■ APPLY WHAT YOU READ ■
A) Answer these from the article on proposed changes to Canada's environmental protection law:
(i) In what year was the law that Bill C-28 would amend passed?
(ii) How many changes did the parliamentary committee recommend?
(iii) Within what period must the framework for the right to a healthy environment be developed?
B) Carry on the news article about the proposed right to a healthy environment, picking up after its final sentence.

Canada News
A right to healthy environment included in proposed changes to legislation: Wilkinson
OTTAWA — The Liberal government is proposing long-awaited changes to an environmental protection law that include a recognition every person living in Canada has a right to a healthy environment.
Officials with Environment and Climate Change Canada say defining what a “healthy environment” means or how exactly that right could work within the Canadian Environmental Protection Act will be determined through consultations.
It’s one of the proposed amendments the Liberals have put forward to the act in Bill C-28, tabled in the House of Commons Tuesday.
The 1999 law outlines how the federal government regulates toxic chemicals as well as other polluting materials, with the goal to protect the environment and people from their harmful effects.
It’s through CEPA that commercial substances are assessed based on their risk and determined whether or not to be toxic.
Scientists and environmentalists have been calling on the Liberals to make what they say have been badly-needed modernizations to the law, such as requiring substance assessments to include the cumulative effects of repeated exposures.
Several years ago, a parliamentary committee on the environment studied the act, which has be reviewed every five years, and made 87 recommended changes.
Environment and Climate Change Minister Jonathan Wilkinson said around 35 of those recommendations made their way into the bill, including recognizing peoples’ right to a healthy environment.
“This is not symbolism,” Wilkinson told a virtual news conference from Vancouver.
“The legal right to a healthy environment will lead to stronger protections in tandem with the evolving science, especially for groups of people vulnerable to high levels of pollution, who live downwind or downstream.
This includes the Canadians who may be at greater risk of exposure or are more susceptible to the risks of chemicals.”
Tim Gray, executive director of Environmental Defence, applauds the bill’s commitment to look at how chemicals impact vulnerable populations, from pregnant women and children, to racialized or marginalized communities located nearby such facilities.
He said he hopes to see a right to a healthy environment mean there is a way Canadians can force the prosecution and suspension of a company’s ability to sell certain products in the event environmental laws are broken.
“You would use CEPA to determine whether or not some community’s disproportionally being impacted by a toxic chemical … whether or not like someone who’s selling a toxic skin whitening cream that is only being purchased by people with brown skin, whether those people’s rights are being violated,” said Gray.
Department officials say developing a framework for how a right to a healthy environment will be considered within the act has to happen within two years, but that right will be confined to jurisdictional areas covered by CEPA.

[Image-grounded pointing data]
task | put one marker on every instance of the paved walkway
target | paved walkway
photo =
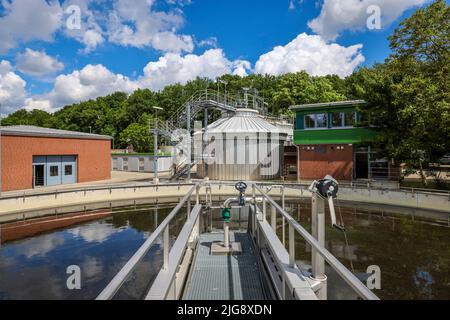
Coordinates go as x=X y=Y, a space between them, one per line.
x=117 y=178
x=226 y=277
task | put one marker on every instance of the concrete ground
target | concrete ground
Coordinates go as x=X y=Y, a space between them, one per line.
x=117 y=178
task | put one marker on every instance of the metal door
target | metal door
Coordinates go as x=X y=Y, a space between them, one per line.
x=69 y=169
x=53 y=172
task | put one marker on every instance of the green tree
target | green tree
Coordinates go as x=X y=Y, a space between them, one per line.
x=138 y=135
x=408 y=96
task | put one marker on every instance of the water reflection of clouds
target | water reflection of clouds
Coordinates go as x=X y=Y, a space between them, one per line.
x=96 y=232
x=41 y=246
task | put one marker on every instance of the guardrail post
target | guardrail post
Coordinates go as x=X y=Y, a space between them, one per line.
x=166 y=248
x=197 y=195
x=283 y=203
x=273 y=218
x=264 y=209
x=318 y=232
x=291 y=246
x=189 y=209
x=254 y=211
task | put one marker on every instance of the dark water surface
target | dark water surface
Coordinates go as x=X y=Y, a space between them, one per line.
x=414 y=256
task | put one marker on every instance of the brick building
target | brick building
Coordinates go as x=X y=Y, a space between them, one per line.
x=331 y=141
x=37 y=157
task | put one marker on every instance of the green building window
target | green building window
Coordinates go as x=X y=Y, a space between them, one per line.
x=343 y=119
x=316 y=121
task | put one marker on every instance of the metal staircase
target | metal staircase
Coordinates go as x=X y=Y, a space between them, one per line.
x=172 y=128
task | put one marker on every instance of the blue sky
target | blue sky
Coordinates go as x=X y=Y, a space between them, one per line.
x=125 y=45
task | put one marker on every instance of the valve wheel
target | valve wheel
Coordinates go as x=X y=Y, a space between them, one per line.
x=241 y=186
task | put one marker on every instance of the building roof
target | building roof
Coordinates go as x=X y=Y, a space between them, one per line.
x=32 y=131
x=336 y=104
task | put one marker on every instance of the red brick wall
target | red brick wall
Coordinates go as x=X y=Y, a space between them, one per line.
x=316 y=165
x=94 y=158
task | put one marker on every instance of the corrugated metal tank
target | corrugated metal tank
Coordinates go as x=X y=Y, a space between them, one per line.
x=242 y=147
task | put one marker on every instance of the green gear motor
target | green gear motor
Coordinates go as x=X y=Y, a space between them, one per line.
x=226 y=214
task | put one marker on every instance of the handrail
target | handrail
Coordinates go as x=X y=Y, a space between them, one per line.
x=117 y=282
x=347 y=276
x=56 y=192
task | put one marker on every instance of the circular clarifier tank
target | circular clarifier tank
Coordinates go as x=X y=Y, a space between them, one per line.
x=242 y=147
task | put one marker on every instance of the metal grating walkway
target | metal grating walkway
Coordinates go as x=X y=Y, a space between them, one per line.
x=224 y=277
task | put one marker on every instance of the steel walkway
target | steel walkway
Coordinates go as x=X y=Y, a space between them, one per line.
x=222 y=277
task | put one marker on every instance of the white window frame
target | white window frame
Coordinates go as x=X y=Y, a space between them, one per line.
x=315 y=121
x=343 y=126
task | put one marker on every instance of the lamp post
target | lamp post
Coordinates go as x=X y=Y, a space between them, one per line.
x=225 y=84
x=1 y=171
x=155 y=145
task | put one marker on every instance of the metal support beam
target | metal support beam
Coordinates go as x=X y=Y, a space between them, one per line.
x=318 y=232
x=273 y=219
x=291 y=246
x=166 y=248
x=189 y=151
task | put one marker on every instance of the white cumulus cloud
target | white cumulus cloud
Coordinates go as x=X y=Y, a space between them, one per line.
x=90 y=82
x=37 y=63
x=12 y=88
x=313 y=55
x=135 y=23
x=174 y=68
x=339 y=15
x=24 y=21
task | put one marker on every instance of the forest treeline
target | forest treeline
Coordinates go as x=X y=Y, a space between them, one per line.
x=408 y=95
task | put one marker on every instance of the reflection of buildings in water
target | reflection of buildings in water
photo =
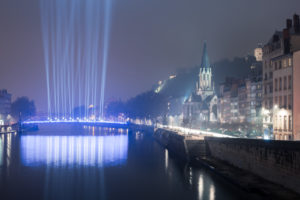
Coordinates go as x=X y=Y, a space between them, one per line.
x=206 y=187
x=74 y=150
x=211 y=192
x=1 y=149
x=138 y=135
x=200 y=187
x=166 y=159
x=8 y=149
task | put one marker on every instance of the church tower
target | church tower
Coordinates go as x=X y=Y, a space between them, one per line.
x=205 y=85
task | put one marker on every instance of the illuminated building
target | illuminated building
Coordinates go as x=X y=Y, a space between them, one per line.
x=240 y=99
x=201 y=106
x=281 y=61
x=5 y=104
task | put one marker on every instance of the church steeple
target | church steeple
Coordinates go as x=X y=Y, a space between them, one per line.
x=205 y=60
x=205 y=85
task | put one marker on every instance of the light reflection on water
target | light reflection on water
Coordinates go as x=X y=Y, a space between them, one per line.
x=74 y=150
x=1 y=150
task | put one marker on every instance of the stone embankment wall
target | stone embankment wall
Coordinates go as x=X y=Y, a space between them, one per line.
x=137 y=127
x=276 y=161
x=184 y=147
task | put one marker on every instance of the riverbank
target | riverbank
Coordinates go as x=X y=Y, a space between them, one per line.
x=264 y=169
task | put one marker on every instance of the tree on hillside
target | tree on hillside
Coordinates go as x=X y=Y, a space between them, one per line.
x=22 y=108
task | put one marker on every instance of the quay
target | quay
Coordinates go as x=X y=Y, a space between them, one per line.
x=6 y=129
x=265 y=169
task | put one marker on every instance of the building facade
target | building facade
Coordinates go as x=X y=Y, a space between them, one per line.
x=281 y=89
x=240 y=100
x=5 y=105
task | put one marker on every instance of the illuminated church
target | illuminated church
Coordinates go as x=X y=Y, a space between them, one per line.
x=201 y=106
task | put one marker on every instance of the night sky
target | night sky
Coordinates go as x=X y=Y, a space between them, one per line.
x=150 y=40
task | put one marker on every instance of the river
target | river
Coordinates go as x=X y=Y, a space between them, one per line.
x=85 y=162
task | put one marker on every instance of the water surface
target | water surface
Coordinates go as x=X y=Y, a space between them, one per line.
x=80 y=162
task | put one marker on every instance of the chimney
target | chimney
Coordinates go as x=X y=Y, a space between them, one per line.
x=289 y=23
x=296 y=23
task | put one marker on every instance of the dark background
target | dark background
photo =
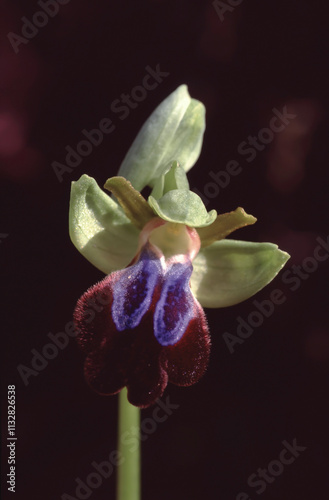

■ TASK RESPONSES ■
A)
(i) 1999
(ii) 87
(iii) Two years

B)
Gray said Tuesday’s proposed changes need more scrutiny, but believes other positive moves includes assessing the culminative impacts of chemicals and new labeling requirements for cleaning, cosmetics and furniture products.
One area where the bill is lacking, he says, is on improvements to enforcement.
“Enforcement is a problem, both in terms of how it’s required by the civil servants who do it, but also the access to the courts for citizens to fight toxins that are harming them,” said Gray.
“I don’t see it addressed here at all.”
What also doesn’t appear to be in the bill are national standards around air quality and drinking water, which were among recommended changes called for in the earlier committee report.
Wilkinson said amendments focus on incorporating a right to a healthy environment into CEPA, as well as improvements to chemicals management.
He suggests the emphasis on the cumulative effects of chemicals relates to air quality, as does a new watch list designed to proactively flag substances that have the potential to become harmful if how they are used, or the quantities they are available in, change.
Within two years, his department also intends to develop a new multi-year plan for how substances are assessed and tools like monitoring are used.
And now that the proposed changes are out, a group of environmental and health advocates are calling on parliamentarians to work quickly to reform the existing law.
Mark Butler, a senior adviser with Nature Canada, says while he welcomes plans to review CEPA’s regulations around risk assessments for genetically engineered organisms, he believes a moratorium should be placed on approving any new such products.
“If we have to wait another five years for a review and the subsequent regulations to be enacted so there’s actually changes in the law … then it would be 25 years,” since CEPA was amended, he said.